*Material for this exercise*:
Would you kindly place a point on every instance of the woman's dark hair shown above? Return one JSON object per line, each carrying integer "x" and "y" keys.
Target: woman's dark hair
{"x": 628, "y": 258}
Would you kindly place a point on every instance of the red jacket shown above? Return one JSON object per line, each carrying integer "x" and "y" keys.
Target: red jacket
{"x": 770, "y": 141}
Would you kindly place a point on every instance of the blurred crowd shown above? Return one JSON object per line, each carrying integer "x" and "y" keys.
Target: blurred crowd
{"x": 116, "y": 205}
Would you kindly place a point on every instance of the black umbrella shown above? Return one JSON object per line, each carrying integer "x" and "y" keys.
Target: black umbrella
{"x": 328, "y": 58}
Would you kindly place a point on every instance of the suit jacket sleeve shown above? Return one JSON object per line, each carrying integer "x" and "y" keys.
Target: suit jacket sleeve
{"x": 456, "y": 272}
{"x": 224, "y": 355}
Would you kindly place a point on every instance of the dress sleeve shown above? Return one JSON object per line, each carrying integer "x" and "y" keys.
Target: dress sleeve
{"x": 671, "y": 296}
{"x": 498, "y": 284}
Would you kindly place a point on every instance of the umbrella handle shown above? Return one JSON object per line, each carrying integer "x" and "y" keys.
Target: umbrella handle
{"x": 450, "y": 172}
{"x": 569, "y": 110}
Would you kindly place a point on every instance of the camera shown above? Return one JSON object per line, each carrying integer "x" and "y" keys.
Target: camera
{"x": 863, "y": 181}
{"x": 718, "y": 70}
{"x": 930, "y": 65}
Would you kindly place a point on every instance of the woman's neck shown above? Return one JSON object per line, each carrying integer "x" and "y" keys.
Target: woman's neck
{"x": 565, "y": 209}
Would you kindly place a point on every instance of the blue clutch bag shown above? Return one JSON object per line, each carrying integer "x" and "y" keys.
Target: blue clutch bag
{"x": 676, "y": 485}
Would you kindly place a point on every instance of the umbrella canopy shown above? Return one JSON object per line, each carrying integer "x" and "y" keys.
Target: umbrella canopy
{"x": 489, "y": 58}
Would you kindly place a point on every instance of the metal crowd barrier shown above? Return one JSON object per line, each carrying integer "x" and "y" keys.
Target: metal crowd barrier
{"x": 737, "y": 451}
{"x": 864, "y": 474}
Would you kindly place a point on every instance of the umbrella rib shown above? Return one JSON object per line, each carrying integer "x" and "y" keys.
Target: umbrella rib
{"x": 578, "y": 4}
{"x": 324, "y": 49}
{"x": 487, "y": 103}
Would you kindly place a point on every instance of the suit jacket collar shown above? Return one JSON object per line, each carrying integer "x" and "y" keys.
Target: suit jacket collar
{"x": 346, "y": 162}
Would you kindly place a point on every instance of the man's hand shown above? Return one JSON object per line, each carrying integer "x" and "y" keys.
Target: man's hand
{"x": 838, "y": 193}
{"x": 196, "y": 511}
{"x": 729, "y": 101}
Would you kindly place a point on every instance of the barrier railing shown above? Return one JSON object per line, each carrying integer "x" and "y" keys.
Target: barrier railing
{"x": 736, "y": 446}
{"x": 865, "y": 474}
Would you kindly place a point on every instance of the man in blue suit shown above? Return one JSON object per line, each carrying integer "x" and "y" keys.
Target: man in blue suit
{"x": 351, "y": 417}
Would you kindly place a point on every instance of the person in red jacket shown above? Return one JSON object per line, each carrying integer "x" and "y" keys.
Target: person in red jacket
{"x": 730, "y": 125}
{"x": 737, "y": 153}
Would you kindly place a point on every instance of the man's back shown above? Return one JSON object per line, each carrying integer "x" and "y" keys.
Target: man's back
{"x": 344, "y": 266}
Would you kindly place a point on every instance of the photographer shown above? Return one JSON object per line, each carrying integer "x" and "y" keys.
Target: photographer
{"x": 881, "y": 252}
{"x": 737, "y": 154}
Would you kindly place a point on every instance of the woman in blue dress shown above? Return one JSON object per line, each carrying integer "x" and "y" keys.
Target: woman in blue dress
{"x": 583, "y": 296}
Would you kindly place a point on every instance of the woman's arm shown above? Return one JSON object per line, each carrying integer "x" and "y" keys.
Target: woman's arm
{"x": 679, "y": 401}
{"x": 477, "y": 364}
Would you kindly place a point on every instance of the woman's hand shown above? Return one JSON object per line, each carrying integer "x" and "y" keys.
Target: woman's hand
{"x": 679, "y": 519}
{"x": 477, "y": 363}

*What you will do*:
Scale everything from the line containing "the woman's arm" down to the end of the listing. Rewrite those lines in full, requests included, with each answer coordinate multiplied by 2 and rounded to a whole number (halves up), and leave all other text unchanged.

*Solution to the exercise*:
Would you kindly place a point on every instance of the woman's arm shown above? Return one JSON object per line, each carrying integer "x" and "y" keys.
Target: woman's arm
{"x": 1358, "y": 802}
{"x": 954, "y": 728}
Would you kindly place a point on every instance of the woman's hand shown above? Return one JSON object per line, each carrying integer "x" and "y" keys.
Target: woman's hand
{"x": 1358, "y": 1038}
{"x": 954, "y": 726}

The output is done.